**ACTION ITEM:**
Scan the listing below for the string "seen" and copy each line where it turns up.

**GIVEN INFORMATION:**
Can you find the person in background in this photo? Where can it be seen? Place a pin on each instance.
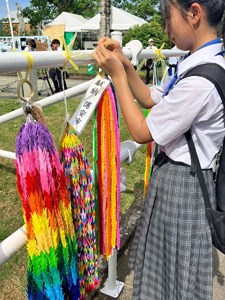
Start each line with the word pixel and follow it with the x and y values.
pixel 149 62
pixel 31 45
pixel 55 73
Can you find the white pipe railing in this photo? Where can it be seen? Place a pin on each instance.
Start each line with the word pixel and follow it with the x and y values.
pixel 53 59
pixel 43 60
pixel 51 100
pixel 12 244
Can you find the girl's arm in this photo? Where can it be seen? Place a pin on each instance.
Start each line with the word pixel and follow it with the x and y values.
pixel 139 90
pixel 134 119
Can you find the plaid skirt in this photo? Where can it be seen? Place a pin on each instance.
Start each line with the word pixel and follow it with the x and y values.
pixel 172 250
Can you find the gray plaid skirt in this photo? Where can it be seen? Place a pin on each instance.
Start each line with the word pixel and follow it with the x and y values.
pixel 172 249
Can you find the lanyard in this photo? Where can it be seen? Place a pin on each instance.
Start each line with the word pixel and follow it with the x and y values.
pixel 173 81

**ANSWER FOR THIS EXERCISE:**
Can you find the person in background in this photo? Where can it be seen? Place a pin on each instance.
Can you find the white pipe railing in this photo? Where can it be seen? Place a pin on each instance.
Can you find the girl's arm in this photo? Where can it be seen? Place a pin on each instance.
Can you find the plaid skirt in this photo? Where can it be seen? Place a pin on each instance.
Can you find the gray plaid skirt in this photo? Where can it be seen? Place a pin on each instance.
Can you find the lanyard in this photo? Where can it be seen? Place a pin on each instance.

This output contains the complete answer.